[Items from a dataset]
□ □ □ □ □
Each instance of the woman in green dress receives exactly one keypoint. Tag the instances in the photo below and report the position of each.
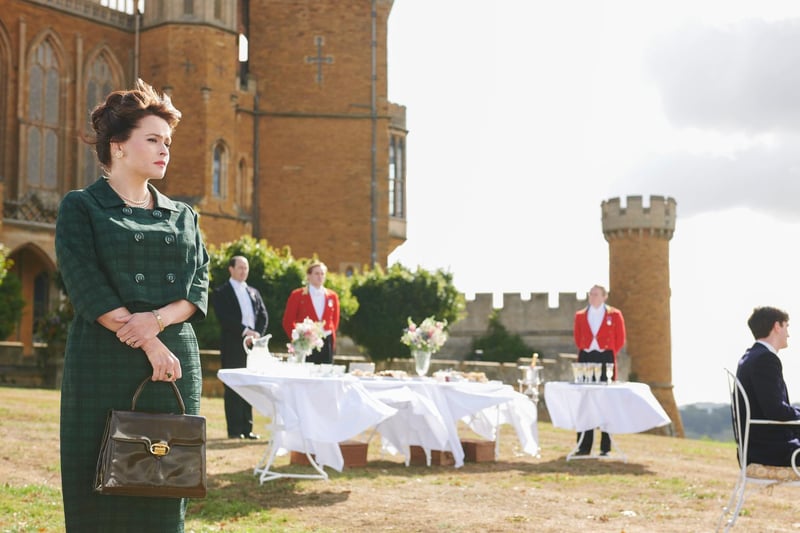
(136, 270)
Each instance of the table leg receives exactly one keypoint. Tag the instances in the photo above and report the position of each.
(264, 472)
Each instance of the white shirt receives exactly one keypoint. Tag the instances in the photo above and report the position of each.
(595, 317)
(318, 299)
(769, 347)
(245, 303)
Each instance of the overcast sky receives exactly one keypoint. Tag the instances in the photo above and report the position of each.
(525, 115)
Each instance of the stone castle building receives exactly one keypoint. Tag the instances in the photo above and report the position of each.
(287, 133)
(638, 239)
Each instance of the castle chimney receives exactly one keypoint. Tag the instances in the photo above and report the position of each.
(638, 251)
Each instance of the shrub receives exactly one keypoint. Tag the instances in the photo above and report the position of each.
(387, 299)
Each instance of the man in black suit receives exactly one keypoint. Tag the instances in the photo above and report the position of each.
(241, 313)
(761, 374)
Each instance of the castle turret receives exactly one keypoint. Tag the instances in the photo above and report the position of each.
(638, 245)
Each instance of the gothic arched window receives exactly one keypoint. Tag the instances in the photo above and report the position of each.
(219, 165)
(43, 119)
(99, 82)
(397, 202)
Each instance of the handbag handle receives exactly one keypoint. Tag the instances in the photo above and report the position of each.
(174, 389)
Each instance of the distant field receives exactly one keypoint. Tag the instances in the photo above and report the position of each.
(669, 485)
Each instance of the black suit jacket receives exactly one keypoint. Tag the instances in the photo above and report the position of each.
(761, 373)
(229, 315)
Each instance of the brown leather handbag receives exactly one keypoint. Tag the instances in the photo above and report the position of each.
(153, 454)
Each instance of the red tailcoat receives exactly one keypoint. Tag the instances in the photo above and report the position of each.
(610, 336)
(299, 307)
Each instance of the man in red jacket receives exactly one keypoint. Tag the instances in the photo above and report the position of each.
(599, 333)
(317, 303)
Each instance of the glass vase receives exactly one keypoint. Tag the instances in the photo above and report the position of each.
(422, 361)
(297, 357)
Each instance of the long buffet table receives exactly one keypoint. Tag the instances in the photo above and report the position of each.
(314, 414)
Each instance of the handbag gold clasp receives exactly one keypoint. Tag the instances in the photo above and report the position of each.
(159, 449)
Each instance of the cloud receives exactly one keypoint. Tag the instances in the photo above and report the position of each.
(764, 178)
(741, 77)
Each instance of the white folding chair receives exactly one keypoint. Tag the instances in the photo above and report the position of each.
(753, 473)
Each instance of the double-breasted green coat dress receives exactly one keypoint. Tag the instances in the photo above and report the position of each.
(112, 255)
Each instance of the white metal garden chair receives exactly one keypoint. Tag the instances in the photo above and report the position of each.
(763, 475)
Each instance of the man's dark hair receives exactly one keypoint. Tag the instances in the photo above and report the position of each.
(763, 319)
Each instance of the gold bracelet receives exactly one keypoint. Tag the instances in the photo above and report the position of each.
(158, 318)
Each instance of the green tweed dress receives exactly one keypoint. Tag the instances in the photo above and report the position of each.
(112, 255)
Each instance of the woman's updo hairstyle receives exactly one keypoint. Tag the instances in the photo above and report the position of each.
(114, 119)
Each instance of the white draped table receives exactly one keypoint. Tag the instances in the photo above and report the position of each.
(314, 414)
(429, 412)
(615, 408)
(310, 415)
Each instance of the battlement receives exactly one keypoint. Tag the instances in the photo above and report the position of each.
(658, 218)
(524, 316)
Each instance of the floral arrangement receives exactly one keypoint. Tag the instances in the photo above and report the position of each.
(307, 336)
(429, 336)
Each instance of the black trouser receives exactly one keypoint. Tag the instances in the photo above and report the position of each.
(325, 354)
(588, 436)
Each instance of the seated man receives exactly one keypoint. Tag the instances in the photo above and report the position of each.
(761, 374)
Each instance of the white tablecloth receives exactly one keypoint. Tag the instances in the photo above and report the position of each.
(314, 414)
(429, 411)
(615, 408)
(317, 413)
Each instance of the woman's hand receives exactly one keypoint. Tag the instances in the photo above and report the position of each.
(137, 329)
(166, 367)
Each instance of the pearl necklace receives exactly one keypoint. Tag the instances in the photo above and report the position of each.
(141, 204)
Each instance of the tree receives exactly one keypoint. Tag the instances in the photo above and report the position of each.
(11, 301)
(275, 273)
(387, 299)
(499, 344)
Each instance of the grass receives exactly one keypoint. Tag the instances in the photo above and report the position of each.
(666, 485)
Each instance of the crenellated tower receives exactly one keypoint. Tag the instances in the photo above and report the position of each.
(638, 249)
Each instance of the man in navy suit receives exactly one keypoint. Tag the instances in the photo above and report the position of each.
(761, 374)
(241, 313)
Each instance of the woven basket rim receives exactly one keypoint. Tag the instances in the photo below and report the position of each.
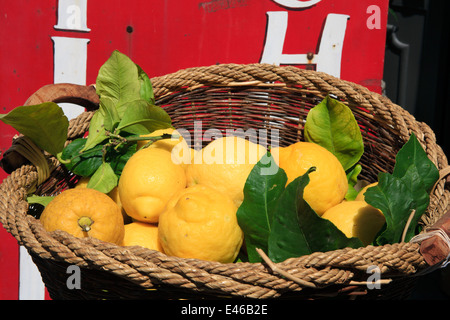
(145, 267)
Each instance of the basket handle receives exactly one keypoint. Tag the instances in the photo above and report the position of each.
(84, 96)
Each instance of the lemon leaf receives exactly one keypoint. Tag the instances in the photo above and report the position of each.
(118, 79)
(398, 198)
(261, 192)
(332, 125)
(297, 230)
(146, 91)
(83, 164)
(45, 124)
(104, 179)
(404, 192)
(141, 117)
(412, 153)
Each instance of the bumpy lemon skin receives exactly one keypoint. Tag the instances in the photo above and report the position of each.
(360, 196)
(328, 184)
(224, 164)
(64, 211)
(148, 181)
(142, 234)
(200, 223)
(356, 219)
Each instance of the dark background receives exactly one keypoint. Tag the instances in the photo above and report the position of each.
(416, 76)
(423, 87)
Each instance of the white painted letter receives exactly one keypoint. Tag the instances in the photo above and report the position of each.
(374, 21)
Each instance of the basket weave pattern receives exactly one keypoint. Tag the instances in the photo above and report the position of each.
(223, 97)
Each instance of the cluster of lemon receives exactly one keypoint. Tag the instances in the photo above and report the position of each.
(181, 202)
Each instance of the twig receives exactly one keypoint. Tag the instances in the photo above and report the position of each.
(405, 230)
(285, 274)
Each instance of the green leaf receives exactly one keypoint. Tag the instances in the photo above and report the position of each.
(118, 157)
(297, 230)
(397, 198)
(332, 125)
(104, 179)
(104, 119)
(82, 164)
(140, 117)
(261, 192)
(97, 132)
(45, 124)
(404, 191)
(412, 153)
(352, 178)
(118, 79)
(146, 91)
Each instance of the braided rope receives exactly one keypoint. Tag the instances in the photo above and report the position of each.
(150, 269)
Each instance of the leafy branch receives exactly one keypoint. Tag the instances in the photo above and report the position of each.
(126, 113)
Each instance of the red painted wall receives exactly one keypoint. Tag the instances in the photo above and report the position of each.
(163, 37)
□ □ □ □ □
--- TASK INSTRUCTIONS ---
Give every entry again word for word; no images belong in the copy.

--- RESPONSE TO THIS TASK ---
Each instance of the woman in green dress receives exactly one keypoint. Tag the instances in the photo below and report the position of each.
(136, 270)
Each instance of the table leg receives exactly one keypoint. Tag the instances in the photo above and report the position of each.
(264, 472)
Each instance of the white shirt receives exactly one keypoint. Tag the instances in the photo above and report the position of each.
(595, 317)
(318, 299)
(769, 347)
(245, 303)
Each instance of the overcast sky receives exactly one keypoint. Tag the instances in the photo above and report the position of each.
(525, 115)
Each instance of the stone castle building receives exactly one keypoint. Tag the instances in the photo above and report the position of each.
(287, 133)
(638, 239)
Each instance of the castle chimney receives exactly one keypoint. Tag the instances in the photo above and report the position of each.
(638, 251)
Each instance of the shrub receives exactly one keypoint. Tag the instances in the photo above and report the position of each.
(387, 299)
Each instance of the man in black suit receives exactly one keypoint. Tag the instances in the photo above and report the position of each.
(241, 313)
(761, 374)
Each instance of the castle turret receives exactly one keypoint. Tag the instances in the photo above and report the position of each.
(638, 245)
Each instance of the gothic arched window receives exactly one keypoint. Tag the instances in the photo above and report the position of each.
(219, 165)
(43, 119)
(99, 82)
(397, 202)
Each instance of the handbag handle receives exactly one keypoint. Tag the instances in the photo above and report the position of each.
(174, 389)
Each instance of the distant field receives exactly one keypoint. Tag the instances in the photo above and report the position of each.
(669, 485)
Each instance of the black suit jacket receives exactly one keypoint. Tag the instances in the photo above and report the position of each.
(761, 373)
(229, 315)
Each instance of the brown leather handbag receives exactly one keypoint. Tag the instances in the photo above and report the position of each.
(153, 454)
Each instance of the red tailcoat receives exactly one keypoint. Tag the instances in the photo above and report the position of each.
(610, 336)
(299, 307)
Each instance of the man in red jacket receives exactly one keypoint. Tag the instances in the photo above and report the position of each.
(599, 333)
(317, 303)
Each instance of the glass vase receives exactly one keypoint. Tag the instances in the photo above and report the position of each.
(422, 361)
(297, 357)
Each instance of the long buffet table receives exactly one keypoint. Tag the instances in the photo above and report the position of each.
(314, 414)
Each instance of the handbag gold clasp receives exactly one keypoint. Tag the instances in the photo above and report the position of each.
(159, 449)
Each instance of the cloud receives exactly one keypoint. Tag the instances in the photo above and report the position of each.
(764, 178)
(741, 77)
Each instance of the white folding chair receives exactly one keypoint. Tag the instances in the photo above and report the position of each.
(753, 473)
Each instance of the double-breasted green coat dress receives exactly one keypoint. Tag the instances in the photo above and report the position of each.
(112, 255)
Each instance of the white metal garden chair receives exactly one keypoint. Tag the instances in the photo above and report the position of each.
(763, 475)
Each instance of the man's dark hair receives exactly one keypoint. Tag the instances in the photo above and report the position of each.
(763, 319)
Each instance of the gold bracelet receives exactly one keypoint. Tag the instances in the photo above and report the position of each.
(158, 318)
Each instance of the green tweed dress receives exactly one keypoint. Tag the instances in the photo above and report the position of each.
(112, 255)
Each instance of the woman's updo hairstyle receives exactly one keypoint. Tag the instances in the photo above and report the position of each.
(114, 119)
Each instance of the white draped table receives exactly one keypoint. Tag the instances in the photo above and report the position of each.
(314, 414)
(429, 412)
(615, 408)
(310, 415)
Each instance of the battlement receives exactly one keypoint. Tag the instances in the photo above and report the position of each.
(658, 218)
(524, 316)
Each instance of the floral arrangement receives exactly one keypoint. Tag the instances in the photo above and report the position of each.
(307, 336)
(429, 336)
Each instance of the black trouser receives exactly one keypoint. Tag the instances in the photo above and report the position of each.
(325, 354)
(588, 436)
Each instance of the seated man receives exactly one keypoint. Tag the instances in the photo above and report the position of each.
(761, 374)
Each instance of the white tablecloth receives exactly one keypoint. Tag the instances in the photo above and report the position of each.
(314, 414)
(429, 411)
(615, 408)
(317, 413)
Each instance of the woman's hand receives exactly one keypoint. Tag the instances in the photo above and report the position of each.
(137, 329)
(166, 367)
Each instance of the pearl necklace receives exactly one keypoint. Tag the instances in the photo above and report the position of each.
(141, 204)
Each instance of the tree receives exactly one keypoint. Tag the instances in the photo above and report the position of each.
(11, 301)
(275, 273)
(387, 299)
(499, 344)
Each instance of the grass receives exactly one keypoint. Tag the instances in the photo above and report the position of each.
(666, 485)
Each instance of the crenellated tower receives exactly one keypoint. Tag the instances in the photo above and report the position of each.
(638, 249)
Each instance of the man in navy suit receives exactly one keypoint. Tag the instances in the photo above and report the position of each.
(761, 374)
(241, 313)
Each instance of the woven basket rim receives exactly one keypoint. Tag the instances in the photo below and report the position of each.
(145, 267)
Each instance of the basket handle receives exactly one keypoint. Tag the instances in the photo above and report the position of each.
(84, 96)
Each instance of the lemon leaf receives exactly one keypoint. Tag the instances in the photo above and report the position of each.
(118, 79)
(398, 198)
(261, 192)
(332, 125)
(297, 230)
(146, 91)
(83, 164)
(45, 124)
(104, 179)
(404, 192)
(141, 117)
(412, 153)
Each instance of the bumpy lemon skin receives exactly one keypoint. Tag the instances in the photo above and report the position of each.
(360, 196)
(328, 184)
(224, 164)
(64, 211)
(148, 181)
(142, 234)
(200, 223)
(356, 219)
Each instance of the dark background receives exactly one keypoint. Tag the instances in the photo above and report the position of each.
(416, 76)
(423, 87)
Each instance of the white painted letter receives exactly one keypoint. Tag the instances in the photo above and report the position of each.
(374, 21)
Each instance of the basket weave pattern receives exactly one keypoint. Tag the instances in the photo above and report the position of each.
(223, 97)
Each instance of the cluster of lemon receives exactly one keypoint. Tag the instances in the photo above and report the position of each.
(181, 202)
Each instance of the twig receives exactly one keypoint. Tag the instances in the photo above and report the position of each.
(405, 230)
(285, 274)
Each instance of the green leaf receives exactly one keypoint. Tag the instances in the photo above and report the position of each.
(118, 157)
(297, 230)
(397, 198)
(332, 125)
(104, 179)
(104, 119)
(82, 164)
(140, 117)
(261, 192)
(97, 132)
(45, 124)
(404, 191)
(412, 153)
(352, 178)
(118, 79)
(146, 91)
Each instance of the braided rope receives exactly one keypoint. Tag the instances in the photo above and report the position of each.
(150, 269)
Each instance of the leafy branch receives exactly one keypoint. Tag the instances in the photo above and report the position of each.
(126, 113)
Each instance of the red painted wall receives exactly one keypoint. Tag the instances in the photo above and report the position of each.
(163, 37)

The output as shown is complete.